* **LESETEXT**
Trotz massiver Zölle: Steht Europa vor dem Aktien-Comeback?

Trotz massiver Zölle: Steht Europa vor dem Aktien-Comeback?

Die Zölle von Donald Trump rißen auch europäische Aktien nach unten. Doch unterstützt Donald Trump auf lange Sicht Europa mehr als die USA? 

„Während in den USA die Zeichen eher auf Verlangsamung der Wirtschaft stehen, herrscht in Europa spätestens seit der Verabschiedung des deutschen ‚Sondervermögens‘ Aufbruchstimmung – Trumps Zöllen zum Trotz“, sagt Felix Herrmann, Chefvolkswirt bei ARAMEA Asset Management. Die jüngsten Entwicklungen bei den Zöllen machten den bereits unterbewerteten europäischen Aktienmarkt noch günstiger. Das könnte interessante Comeback-Chancen liefern, zumal bis in den ersten drei Monaten des Jahres bereits solche Tendenzen sichtbar waren.

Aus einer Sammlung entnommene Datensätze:

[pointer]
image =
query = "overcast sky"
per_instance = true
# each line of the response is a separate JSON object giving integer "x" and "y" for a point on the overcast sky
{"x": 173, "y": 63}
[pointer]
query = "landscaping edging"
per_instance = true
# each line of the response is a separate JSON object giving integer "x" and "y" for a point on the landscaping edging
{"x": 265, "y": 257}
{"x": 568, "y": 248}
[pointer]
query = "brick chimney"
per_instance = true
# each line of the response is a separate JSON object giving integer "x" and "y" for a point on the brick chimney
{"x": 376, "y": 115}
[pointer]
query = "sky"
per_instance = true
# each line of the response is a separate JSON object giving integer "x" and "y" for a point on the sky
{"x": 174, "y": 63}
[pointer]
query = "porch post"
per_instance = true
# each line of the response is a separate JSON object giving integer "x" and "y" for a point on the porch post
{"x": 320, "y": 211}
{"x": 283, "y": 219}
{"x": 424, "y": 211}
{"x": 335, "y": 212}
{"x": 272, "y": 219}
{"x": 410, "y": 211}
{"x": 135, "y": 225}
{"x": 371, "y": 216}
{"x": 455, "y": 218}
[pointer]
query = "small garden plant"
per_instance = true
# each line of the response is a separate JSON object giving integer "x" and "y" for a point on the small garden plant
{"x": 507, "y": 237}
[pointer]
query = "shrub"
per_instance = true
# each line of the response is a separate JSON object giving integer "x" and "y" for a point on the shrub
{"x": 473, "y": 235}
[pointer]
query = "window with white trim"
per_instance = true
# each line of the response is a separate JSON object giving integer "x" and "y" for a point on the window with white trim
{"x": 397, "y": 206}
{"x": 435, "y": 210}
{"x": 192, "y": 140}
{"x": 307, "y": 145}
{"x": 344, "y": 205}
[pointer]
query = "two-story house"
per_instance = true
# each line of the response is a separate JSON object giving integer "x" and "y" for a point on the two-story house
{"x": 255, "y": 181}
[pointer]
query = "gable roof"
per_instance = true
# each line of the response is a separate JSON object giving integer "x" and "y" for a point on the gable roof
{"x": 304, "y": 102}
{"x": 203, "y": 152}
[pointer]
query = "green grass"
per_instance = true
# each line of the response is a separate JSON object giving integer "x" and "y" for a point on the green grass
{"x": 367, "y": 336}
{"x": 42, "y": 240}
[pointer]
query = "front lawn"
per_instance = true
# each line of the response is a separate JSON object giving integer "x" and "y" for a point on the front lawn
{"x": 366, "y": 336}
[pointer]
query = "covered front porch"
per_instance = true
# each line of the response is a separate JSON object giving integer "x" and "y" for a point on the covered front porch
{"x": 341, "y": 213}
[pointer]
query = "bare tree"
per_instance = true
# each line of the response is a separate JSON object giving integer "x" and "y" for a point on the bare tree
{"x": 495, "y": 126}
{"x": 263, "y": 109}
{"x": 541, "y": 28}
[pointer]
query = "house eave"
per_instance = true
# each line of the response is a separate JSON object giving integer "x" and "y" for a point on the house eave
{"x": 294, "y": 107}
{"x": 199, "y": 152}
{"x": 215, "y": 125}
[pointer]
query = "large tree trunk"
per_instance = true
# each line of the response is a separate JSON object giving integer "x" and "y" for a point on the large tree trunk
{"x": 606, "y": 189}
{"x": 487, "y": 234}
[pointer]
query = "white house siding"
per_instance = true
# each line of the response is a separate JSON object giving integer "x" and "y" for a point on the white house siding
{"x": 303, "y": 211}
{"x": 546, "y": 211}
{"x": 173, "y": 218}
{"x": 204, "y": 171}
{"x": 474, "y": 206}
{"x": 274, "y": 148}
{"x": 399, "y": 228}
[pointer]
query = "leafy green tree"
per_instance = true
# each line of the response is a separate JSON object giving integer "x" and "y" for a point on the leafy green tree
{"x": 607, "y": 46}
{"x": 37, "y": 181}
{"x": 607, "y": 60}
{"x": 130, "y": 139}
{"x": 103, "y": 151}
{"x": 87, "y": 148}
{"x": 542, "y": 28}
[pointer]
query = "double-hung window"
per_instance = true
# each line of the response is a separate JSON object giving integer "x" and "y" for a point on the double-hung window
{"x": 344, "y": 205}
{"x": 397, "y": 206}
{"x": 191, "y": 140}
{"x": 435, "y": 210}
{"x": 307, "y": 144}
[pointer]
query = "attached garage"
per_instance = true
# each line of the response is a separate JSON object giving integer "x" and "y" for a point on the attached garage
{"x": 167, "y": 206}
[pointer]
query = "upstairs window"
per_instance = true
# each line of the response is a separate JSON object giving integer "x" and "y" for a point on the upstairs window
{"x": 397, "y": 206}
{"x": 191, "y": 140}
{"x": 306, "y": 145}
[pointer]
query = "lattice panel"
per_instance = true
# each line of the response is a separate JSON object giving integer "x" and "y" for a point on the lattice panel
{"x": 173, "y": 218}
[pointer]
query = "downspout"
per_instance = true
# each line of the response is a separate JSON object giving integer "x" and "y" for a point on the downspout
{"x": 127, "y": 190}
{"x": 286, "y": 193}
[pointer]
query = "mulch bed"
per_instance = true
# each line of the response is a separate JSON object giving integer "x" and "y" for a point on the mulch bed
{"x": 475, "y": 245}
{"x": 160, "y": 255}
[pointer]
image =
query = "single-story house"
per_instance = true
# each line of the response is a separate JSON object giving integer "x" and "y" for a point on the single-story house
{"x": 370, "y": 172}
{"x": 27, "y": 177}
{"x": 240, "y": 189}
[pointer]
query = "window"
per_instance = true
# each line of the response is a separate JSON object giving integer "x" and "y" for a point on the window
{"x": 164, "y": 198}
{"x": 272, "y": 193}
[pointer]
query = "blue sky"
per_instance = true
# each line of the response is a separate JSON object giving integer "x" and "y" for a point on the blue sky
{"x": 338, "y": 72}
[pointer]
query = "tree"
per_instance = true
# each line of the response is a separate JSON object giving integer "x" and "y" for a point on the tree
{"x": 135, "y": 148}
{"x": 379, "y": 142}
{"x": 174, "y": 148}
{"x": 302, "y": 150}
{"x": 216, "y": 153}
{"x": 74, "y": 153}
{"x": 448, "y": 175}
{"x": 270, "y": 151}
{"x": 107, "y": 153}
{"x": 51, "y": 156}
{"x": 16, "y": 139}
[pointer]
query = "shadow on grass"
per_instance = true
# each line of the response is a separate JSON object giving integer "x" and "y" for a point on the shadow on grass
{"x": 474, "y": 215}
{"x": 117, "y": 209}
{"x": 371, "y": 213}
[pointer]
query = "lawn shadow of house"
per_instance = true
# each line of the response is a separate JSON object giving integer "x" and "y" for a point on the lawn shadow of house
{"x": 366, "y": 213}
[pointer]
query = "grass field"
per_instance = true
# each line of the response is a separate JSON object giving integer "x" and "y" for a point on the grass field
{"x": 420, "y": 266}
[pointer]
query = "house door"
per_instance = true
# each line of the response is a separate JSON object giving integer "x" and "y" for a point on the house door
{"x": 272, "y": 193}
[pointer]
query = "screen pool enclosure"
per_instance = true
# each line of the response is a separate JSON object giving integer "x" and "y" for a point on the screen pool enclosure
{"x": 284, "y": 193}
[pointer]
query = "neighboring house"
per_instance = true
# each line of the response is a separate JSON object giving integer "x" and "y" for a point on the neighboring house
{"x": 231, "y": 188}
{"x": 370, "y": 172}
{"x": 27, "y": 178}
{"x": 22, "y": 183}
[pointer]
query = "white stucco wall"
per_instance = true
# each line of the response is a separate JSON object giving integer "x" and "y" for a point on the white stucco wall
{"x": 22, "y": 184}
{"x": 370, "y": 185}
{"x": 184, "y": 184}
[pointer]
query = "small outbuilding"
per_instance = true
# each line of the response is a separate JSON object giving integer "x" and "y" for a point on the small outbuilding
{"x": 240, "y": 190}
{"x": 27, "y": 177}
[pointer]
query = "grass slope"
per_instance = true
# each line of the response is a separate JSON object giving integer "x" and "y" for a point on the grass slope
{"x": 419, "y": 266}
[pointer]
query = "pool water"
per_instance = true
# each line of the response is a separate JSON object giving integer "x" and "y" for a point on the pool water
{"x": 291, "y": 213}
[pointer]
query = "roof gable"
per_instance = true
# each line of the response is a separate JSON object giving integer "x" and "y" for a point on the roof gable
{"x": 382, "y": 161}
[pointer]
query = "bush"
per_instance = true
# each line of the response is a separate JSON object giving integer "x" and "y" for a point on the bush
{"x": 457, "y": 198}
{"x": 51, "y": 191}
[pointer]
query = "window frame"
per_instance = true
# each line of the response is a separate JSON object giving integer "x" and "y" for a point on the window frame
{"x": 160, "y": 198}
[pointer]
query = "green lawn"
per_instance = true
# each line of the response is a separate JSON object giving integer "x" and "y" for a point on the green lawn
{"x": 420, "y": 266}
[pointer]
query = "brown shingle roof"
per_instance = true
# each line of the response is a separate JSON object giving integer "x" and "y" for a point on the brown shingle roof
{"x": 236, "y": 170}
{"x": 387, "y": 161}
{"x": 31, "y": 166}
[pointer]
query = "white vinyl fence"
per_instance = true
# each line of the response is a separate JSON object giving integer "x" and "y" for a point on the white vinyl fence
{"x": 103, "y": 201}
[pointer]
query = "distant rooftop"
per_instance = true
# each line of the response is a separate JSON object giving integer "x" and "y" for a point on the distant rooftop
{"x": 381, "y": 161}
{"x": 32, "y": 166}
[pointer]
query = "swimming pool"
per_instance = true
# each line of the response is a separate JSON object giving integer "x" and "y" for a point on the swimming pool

* **ZU ERLEDIGEN**
• a. Welche Funktion hat Felix Herrmann laut dem Text über europäische Aktien?
• b. Gib aus dem Text über europäische Aktien den Abschnitt von „Die Zölle von“ bis einschließlich „Tendenzen sichtbar waren.“ wortgetreu aus.

* **ANTWORTEN JE AUFGABE**
• a. Er ist Chefvolkswirt bei ARAMEA Asset Management.

• b.
Die Zölle von Donald Trump rißen auch europäische Aktien nach unten. Doch unterstützt Donald Trump auf lange Sicht Europa mehr als die USA? 

„Während in den USA die Zeichen eher auf Verlangsamung der Wirtschaft stehen, herrscht in Europa spätestens seit der Verabschiedung des deutschen ‚Sondervermögens‘ Aufbruchstimmung – Trumps Zöllen zum Trotz“, sagt Felix Herrmann, Chefvolkswirt bei ARAMEA Asset Management. Die jüngsten Entwicklungen bei den Zöllen machten den bereits unterbewerteten europäischen Aktienmarkt noch günstiger. Das könnte interessante Comeback-Chancen liefern, zumal bis in den ersten drei Monaten des Jahres bereits solche Tendenzen sichtbar waren.